▶ **WRITTEN PROBLEM 1**
In the records, starting at the line that contains "outline sky, every instance" and ending at the line that contains "[(179, 0), (0, 0), (0, 61), (180, 60)]", write those lines out again, requests included. Multiply every coordinate in the answers by 1.85 and round each to a whole number, with halves rounded up.

----- GIVEN PASSAGE -----

In some examples, RBAC is implemented by defining roles within the data platform, where each role is associated with a specific set of permissions. These permissions determine the actions that objects assigned to the role can perform on various objects within the data platform. The access manager 202 utilizes these roles to make access control decisions, allowing or denying requests based on the roles assigned to the requesting object and the permissions associated with those roles.
In some examples, the data platform creates specific access roles based on a manifest of an application received from an application package. These access roles are activated by the access manager 202 and are used to govern access to objects used by the application during operation. For example, an access role may grant the application the ability to create a compute pool and execute a service within that compute pool. The access manager 202 provides that an application, or objects authorized by the application, can perform actions permitted by the access role.
In some examples, the access manager 202 also controls access to objects of the data platform using the access roles during the execution of the service within the compute pool. The service accesses objects of the application package and of the data platform under the governance of the activated access roles. The access manager 202 checks the permissions associated with the access roles against the access requests made by the service, granting or denying these requests based on the defined RBAC policies.
In some examples, the role of the access manager 202 extends to managing access to hidden repositories within a provider account, where the application package is stored. The access manager 202 uses RBAC to restrict access to a hidden repository, providing for the application package to be accessible to objects with the appropriate access role. This mechanism protects the application package from unauthorized access, preserving the integrity of the provider's intellectual property.

-----

▶ **WRITTEN PROBLEM 2**
According to the passage on access control, where is the application package stored?

----- DATA SECTION -----

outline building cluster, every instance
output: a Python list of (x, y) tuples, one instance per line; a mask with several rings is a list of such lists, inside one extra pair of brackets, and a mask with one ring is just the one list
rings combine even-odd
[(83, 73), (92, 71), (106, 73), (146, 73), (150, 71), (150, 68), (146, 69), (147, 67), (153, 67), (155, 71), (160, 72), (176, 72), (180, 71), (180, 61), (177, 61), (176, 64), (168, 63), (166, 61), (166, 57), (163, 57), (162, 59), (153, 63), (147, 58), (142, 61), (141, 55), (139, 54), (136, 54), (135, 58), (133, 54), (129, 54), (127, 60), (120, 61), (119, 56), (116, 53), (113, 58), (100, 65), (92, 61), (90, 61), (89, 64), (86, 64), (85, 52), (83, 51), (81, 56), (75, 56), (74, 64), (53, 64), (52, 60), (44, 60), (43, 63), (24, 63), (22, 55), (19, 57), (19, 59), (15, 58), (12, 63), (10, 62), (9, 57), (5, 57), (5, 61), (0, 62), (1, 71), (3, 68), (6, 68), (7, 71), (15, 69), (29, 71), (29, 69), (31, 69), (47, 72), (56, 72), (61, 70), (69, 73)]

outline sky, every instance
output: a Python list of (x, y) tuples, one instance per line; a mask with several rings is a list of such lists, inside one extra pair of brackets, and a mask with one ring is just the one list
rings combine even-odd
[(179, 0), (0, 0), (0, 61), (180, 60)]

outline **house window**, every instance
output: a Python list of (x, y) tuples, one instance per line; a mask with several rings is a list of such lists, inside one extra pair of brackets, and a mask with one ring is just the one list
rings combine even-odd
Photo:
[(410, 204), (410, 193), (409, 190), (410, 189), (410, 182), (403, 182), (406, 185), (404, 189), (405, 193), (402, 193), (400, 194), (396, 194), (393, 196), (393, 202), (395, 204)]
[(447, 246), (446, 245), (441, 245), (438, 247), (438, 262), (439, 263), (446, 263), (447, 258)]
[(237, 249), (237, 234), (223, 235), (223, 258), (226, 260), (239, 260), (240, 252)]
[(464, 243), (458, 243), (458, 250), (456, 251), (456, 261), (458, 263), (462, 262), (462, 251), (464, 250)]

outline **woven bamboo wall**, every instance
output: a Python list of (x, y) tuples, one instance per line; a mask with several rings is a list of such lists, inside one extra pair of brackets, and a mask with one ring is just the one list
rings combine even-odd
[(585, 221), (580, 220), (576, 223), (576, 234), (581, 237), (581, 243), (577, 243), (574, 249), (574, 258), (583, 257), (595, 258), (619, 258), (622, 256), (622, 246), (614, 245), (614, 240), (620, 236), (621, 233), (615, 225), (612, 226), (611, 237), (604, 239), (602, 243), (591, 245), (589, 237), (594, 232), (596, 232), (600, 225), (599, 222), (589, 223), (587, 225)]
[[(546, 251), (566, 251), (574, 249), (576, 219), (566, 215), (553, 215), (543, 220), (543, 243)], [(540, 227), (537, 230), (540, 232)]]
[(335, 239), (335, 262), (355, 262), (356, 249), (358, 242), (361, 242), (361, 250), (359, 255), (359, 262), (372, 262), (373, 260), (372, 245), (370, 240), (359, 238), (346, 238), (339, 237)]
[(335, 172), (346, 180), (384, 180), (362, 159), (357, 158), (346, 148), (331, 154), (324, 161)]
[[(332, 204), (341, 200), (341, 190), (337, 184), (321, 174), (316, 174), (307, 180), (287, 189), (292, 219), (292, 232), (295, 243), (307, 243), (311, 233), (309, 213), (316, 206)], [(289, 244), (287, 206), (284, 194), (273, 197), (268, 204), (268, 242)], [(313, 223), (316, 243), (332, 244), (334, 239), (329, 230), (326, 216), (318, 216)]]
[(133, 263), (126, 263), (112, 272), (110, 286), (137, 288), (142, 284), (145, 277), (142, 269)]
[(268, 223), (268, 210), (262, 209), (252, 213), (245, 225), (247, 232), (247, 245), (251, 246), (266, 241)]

-----

▶ **OUTPUT 1**
outline sky, every instance
output: a Python list of (x, y) tuples, one instance per line; a mask with several rings is a list of such lists, inside one extra pair of brackets, and a mask with one ring is just the one list
rings combine even-odd
[(331, 0), (0, 0), (0, 113), (333, 111)]

▶ **OUTPUT 2**
In a hidden repository within a provider account.